▶ Data provided
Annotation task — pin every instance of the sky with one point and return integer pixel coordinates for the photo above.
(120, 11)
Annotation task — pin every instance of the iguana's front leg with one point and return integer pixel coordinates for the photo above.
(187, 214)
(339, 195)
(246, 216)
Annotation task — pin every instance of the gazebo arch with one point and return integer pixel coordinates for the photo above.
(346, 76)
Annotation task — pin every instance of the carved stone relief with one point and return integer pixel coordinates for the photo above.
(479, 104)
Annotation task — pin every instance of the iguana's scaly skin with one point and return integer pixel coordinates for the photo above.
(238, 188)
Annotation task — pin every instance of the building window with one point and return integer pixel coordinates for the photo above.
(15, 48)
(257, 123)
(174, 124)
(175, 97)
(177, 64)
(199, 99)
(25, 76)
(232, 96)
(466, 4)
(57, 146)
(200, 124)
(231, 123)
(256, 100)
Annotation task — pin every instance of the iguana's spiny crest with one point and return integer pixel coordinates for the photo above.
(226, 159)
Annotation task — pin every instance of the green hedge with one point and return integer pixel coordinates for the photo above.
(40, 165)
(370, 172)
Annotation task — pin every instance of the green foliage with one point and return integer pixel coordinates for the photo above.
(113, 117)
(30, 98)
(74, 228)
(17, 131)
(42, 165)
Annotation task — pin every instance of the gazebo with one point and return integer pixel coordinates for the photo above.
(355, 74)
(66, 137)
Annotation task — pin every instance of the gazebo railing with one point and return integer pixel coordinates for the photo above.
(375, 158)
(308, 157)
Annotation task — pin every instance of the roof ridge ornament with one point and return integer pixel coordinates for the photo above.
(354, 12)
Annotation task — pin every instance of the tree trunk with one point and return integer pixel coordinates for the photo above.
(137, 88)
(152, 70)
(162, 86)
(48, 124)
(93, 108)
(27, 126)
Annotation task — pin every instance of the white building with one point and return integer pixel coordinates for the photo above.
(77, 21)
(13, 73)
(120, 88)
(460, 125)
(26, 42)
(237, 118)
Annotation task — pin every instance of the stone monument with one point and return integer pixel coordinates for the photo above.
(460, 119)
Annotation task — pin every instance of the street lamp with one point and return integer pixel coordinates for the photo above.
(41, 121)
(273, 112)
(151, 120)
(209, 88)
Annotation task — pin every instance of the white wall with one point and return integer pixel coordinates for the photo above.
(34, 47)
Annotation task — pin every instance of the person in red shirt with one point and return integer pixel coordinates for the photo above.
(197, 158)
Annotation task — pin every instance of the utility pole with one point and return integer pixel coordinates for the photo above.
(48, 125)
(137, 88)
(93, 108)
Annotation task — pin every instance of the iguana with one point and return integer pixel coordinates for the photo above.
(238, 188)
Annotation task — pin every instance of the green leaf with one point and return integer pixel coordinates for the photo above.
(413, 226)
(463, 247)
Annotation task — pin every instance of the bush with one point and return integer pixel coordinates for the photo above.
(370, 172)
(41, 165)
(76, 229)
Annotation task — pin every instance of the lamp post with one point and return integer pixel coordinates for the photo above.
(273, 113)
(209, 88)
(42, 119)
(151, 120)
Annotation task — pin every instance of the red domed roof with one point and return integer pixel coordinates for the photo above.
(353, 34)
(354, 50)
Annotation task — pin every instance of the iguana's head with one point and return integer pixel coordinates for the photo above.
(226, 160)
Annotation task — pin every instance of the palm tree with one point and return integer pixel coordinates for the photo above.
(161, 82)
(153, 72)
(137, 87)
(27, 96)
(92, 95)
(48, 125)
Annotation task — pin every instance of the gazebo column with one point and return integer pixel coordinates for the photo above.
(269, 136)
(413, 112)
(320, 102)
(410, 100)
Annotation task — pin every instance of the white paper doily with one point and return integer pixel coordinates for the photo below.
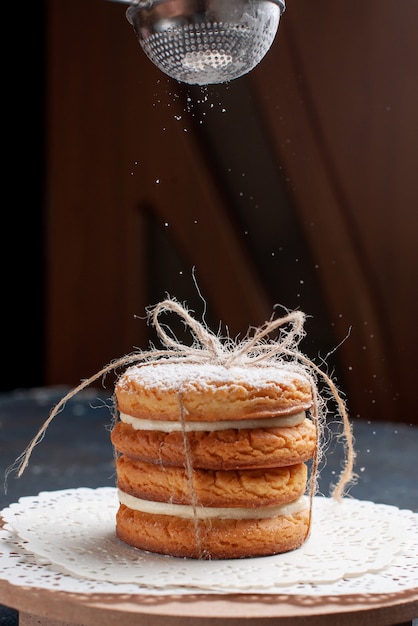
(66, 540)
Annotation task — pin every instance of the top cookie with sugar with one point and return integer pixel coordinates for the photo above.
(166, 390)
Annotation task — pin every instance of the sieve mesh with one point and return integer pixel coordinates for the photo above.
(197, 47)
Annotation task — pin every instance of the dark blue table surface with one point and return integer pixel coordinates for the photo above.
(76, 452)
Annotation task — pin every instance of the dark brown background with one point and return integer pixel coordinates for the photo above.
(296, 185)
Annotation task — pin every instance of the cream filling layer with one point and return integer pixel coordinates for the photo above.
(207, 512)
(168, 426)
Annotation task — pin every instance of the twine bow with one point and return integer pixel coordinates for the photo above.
---
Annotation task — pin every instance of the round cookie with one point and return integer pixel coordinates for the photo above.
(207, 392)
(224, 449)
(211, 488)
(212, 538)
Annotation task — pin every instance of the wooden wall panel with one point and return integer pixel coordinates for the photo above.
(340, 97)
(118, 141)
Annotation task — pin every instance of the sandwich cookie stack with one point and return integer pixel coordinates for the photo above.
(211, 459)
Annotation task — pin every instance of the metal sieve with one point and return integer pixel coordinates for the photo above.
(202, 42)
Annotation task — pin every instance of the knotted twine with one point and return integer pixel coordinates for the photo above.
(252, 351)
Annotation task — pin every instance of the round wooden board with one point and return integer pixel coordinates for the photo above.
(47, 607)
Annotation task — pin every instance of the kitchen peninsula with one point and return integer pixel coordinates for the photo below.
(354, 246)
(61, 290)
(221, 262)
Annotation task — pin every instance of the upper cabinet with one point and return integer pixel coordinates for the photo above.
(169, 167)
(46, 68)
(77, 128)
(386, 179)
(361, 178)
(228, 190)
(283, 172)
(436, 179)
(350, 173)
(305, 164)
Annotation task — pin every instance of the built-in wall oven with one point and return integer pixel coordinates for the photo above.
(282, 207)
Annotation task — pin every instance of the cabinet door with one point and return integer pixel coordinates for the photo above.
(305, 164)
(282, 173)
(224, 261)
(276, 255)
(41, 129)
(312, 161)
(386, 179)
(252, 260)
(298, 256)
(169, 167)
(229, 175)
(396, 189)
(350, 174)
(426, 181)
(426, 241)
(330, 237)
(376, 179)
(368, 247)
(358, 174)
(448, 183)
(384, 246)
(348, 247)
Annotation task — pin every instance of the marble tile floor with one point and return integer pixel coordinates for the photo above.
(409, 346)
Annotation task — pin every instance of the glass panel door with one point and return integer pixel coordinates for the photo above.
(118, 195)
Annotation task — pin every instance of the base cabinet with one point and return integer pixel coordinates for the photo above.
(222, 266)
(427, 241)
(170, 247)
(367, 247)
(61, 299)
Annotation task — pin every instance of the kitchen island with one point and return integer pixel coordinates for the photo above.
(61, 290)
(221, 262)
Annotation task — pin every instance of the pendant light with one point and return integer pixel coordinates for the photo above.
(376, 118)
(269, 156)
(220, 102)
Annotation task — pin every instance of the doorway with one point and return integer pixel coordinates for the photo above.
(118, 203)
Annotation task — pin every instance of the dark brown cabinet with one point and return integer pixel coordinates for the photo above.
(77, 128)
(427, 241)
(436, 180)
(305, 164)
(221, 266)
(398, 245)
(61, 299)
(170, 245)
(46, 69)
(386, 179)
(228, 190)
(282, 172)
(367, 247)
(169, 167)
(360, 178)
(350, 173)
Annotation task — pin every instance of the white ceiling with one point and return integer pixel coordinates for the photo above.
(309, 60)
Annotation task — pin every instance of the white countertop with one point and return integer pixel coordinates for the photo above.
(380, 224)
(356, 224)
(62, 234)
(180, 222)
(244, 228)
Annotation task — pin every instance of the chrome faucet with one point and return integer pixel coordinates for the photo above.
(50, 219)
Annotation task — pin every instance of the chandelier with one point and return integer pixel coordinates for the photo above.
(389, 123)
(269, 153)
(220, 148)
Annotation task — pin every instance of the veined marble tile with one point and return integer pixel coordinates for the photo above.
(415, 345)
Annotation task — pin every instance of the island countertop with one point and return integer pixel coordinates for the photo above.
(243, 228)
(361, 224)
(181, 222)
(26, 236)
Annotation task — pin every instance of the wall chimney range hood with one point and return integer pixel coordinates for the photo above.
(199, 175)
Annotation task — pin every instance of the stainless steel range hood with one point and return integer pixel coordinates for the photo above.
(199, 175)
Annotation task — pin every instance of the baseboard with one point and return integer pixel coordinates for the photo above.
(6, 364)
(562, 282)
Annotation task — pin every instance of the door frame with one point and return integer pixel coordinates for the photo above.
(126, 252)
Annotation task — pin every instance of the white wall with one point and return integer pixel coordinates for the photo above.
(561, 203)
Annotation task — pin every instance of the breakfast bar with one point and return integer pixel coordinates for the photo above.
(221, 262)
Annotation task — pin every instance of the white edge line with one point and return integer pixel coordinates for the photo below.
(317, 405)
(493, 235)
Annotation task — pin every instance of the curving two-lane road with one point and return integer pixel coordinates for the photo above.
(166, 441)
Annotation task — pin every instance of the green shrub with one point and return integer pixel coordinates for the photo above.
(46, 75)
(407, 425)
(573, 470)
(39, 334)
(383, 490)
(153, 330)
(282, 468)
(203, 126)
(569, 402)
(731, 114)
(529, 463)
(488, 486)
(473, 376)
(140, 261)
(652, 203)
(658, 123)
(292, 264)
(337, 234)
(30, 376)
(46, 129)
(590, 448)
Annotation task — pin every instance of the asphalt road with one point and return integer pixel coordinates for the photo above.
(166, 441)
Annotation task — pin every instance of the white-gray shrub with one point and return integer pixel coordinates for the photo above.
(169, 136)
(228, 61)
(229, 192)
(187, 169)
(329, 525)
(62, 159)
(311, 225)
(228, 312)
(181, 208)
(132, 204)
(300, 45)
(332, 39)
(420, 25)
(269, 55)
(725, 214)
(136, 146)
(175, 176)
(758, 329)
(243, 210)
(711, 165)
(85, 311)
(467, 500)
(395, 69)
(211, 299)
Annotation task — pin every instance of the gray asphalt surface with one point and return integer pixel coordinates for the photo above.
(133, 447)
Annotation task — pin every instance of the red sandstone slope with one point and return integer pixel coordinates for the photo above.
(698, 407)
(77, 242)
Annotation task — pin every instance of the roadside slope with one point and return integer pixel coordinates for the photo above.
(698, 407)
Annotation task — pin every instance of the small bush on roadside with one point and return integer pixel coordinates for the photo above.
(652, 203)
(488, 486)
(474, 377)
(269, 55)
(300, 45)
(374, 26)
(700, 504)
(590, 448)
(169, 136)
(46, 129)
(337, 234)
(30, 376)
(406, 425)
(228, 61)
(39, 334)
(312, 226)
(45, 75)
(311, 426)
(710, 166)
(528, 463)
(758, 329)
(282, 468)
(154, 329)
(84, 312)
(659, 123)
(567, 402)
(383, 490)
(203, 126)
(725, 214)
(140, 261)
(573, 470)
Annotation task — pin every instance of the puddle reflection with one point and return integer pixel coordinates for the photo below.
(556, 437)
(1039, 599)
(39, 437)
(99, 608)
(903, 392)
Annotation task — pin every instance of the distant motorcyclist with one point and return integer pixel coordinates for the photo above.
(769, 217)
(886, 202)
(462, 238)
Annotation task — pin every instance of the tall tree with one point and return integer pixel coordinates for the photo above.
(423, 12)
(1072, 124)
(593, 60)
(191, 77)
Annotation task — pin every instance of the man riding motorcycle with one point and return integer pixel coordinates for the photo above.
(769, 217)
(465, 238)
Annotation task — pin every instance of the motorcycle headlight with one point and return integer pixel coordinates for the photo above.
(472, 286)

▶ What is needed
Give back exactly, and solely, the section of the data above bounded by the line containing "Annotation task — pin every instance of the red domed" and the line containing "Annotation task — pin every instance of the twine", both bounding lines included and pictures omitted.

▶ Exercise output
Annotation task — pin every instance of the red domed roof with one point and return integer pixel coordinates for the photo above.
(353, 34)
(354, 50)
Annotation task — pin every instance of the iguana's head with one point and return integer pixel coordinates for the photo above.
(226, 160)
Annotation task — pin every instance of the palm tree with one point and return integer pixel coordinates for the photo above.
(161, 82)
(153, 72)
(137, 87)
(27, 96)
(92, 95)
(48, 125)
Annotation task — pin every instance of the gazebo column with one point and return integer pixel coordinates for the photo above.
(269, 136)
(413, 112)
(320, 102)
(410, 100)
Annotation task — pin every instance of the white paper doily with one point and return integer pixel coordinates for the photo below.
(66, 540)
Annotation task — pin every instance of the top cookie with sugar with one point and return integer pixel coordinates for the photo above.
(166, 390)
Annotation task — pin every instance of the sieve mesh with one point and return integer pixel coordinates for the photo above.
(197, 47)
Annotation task — pin every instance of the dark blue table surface with one point and return integer pixel coordinates for the photo above.
(76, 452)
Annotation task — pin every instance of the dark brown background with one point and return integer pixel coordinates for the photo above.
(296, 185)
Annotation task — pin every instance of the cream filling layer with one point and return integer pixel coordinates for the photo above.
(207, 512)
(168, 426)
Annotation task — pin every instance of the twine bow with one point and return integer pixel coordinates for the photo above.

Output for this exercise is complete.